▶ Exercise a
In the forum post below, how many samples does the dataset have at depth D1?

[BEGIN Extract to read]

Pls-da classification error rate

Hi mixomics team,

I am analyzing 16S amplicons microbiome data of soil samples.
My intention is to classify my samples based on the sampling depth of the soil horizons.
Specifically, my dataset has an unbalanced sapling size and consist of 10 samples at depth D1, 12 samples at depth D2 and 12 samples at depth D3.

  1. my otutable was transformed in percent values obtaining relative abundance of features per sample.

  2. otutable was log and center transformed by the function

bac_otutab.t.log <- logratio.transfo(bac_otu_count.t, logratio = "CLR", offset = 1)

then I peformed my pls-da

Y= cl_depth
bac.plsX = plsda(bac_otutab.t.log, Y, ncomp = 10) 

color.per.group = c("darkgreen","darkorange","darkviolet") # assign colors to Y groups

bac_pls_2d <- plotIndiv(bac.plsX, comp = 1:2, cex = 2, 
                        pch = 16, ellipse = T, 
                        ind.names = F, col = color.per.group, 
                        ellipse.level = .8,  star = T, legend = T, centroid = T, 
                        title = "PLS-DA: ZOTUs ~ Depth") # 2D plot of PLS_DA

plsda

  1. I wanted to assess the performance of the classification
set.seed(999)

[END Extract to read]
[BEGIN Records]

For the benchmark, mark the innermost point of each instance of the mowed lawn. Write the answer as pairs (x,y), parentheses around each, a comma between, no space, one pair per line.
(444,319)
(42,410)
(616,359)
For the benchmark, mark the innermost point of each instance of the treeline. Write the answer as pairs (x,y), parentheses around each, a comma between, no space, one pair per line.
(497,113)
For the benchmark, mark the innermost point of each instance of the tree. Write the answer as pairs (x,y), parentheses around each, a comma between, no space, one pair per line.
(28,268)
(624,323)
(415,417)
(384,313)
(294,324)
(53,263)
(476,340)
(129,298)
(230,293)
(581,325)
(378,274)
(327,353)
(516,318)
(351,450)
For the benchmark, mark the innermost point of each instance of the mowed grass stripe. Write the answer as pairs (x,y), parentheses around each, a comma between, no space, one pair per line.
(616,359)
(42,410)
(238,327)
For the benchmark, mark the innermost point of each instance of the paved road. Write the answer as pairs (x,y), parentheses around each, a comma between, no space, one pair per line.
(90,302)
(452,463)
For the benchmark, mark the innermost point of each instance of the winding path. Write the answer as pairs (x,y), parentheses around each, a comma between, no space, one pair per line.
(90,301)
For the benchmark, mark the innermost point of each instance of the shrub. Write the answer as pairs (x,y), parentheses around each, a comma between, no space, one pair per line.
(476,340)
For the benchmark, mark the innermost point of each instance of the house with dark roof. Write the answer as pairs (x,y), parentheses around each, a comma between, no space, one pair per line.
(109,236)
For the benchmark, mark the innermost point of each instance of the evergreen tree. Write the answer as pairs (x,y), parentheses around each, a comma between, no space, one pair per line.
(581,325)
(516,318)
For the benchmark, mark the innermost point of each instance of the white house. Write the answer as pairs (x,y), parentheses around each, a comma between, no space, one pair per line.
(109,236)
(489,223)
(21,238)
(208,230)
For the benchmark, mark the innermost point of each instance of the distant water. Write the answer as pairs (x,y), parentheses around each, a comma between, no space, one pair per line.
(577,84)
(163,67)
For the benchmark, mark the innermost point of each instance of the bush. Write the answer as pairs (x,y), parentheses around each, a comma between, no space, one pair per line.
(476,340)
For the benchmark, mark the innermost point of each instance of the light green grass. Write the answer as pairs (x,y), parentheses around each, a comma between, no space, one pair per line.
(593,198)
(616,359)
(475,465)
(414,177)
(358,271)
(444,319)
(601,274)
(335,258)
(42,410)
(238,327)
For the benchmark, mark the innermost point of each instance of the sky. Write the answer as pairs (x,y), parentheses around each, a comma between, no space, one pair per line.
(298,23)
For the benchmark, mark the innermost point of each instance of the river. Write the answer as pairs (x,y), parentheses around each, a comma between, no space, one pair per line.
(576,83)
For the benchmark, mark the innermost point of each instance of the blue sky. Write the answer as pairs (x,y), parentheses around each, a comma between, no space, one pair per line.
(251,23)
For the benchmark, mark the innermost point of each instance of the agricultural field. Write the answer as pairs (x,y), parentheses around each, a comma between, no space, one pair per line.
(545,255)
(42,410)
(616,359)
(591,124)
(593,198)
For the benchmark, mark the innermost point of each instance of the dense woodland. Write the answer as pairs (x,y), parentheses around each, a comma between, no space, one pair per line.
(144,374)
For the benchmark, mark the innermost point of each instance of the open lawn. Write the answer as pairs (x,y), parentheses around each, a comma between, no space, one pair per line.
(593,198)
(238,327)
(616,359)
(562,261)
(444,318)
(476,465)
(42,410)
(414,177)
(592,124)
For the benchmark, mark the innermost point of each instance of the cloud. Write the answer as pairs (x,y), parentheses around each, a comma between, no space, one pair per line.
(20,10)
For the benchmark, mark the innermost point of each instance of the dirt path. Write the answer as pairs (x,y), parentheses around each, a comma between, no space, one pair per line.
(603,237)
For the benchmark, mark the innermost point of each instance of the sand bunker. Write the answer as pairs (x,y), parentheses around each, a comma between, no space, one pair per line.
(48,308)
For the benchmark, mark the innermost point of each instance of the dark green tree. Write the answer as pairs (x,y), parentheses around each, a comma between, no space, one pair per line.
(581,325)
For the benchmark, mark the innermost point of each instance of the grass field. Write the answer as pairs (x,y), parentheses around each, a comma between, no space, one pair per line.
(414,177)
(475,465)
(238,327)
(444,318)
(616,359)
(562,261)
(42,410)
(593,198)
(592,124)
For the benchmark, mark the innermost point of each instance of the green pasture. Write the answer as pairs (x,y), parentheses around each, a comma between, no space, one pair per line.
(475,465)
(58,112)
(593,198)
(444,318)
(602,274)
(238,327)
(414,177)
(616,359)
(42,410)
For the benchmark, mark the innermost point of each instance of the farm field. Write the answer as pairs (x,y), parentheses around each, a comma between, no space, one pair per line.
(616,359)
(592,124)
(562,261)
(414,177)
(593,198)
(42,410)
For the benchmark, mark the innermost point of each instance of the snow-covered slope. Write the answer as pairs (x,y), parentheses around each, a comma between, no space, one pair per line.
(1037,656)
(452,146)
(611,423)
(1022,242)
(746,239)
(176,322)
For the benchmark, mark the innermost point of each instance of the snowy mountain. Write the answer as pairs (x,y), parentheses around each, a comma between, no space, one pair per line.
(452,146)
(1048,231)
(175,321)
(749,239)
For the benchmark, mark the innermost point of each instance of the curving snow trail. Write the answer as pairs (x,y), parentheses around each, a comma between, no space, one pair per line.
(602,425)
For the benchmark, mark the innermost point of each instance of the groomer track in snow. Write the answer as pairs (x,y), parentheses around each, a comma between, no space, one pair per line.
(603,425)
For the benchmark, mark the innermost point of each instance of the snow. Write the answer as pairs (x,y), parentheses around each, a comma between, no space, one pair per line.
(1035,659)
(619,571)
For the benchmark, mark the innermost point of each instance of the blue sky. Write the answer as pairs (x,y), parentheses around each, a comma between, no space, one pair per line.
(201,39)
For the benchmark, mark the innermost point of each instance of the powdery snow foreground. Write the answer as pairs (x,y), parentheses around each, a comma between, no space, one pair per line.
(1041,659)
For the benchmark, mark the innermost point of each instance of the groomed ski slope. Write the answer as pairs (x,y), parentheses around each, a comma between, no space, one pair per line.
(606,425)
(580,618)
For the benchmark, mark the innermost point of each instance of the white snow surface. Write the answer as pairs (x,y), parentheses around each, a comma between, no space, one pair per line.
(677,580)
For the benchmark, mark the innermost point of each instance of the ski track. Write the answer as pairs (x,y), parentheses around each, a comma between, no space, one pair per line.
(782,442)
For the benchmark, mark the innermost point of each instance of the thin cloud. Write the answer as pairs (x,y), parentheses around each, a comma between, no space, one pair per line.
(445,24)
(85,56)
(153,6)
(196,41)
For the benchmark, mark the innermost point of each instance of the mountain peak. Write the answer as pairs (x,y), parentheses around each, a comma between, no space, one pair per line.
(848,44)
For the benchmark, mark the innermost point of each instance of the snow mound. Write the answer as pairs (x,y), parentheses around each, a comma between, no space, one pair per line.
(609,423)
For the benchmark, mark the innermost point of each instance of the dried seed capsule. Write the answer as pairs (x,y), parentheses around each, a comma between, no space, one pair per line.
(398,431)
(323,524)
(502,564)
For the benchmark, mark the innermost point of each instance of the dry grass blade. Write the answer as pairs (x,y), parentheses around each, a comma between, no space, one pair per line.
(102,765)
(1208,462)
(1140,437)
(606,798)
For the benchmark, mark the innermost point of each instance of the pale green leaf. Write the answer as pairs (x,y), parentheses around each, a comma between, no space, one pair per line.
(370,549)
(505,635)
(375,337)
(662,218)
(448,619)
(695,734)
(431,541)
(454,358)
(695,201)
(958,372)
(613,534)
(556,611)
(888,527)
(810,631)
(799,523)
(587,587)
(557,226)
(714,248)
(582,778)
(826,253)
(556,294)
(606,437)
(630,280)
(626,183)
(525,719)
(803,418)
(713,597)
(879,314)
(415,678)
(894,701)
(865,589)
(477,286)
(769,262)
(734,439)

[END Records]

▶ Exercise b
Show each line of the listing above that contains the word "track".

▶ Task answer a
10 samples.

▶ Task answer b
For the benchmark, mark the innermost point of each instance of the groomer track in snow. Write the answer as pairs (x,y), parentheses around each, a comma between, no space, one pair per line.
For the benchmark, mark the innermost point of each instance of the ski track. Write the answer as pairs (x,y), parentheses around each, a comma between, no space, one pair per line.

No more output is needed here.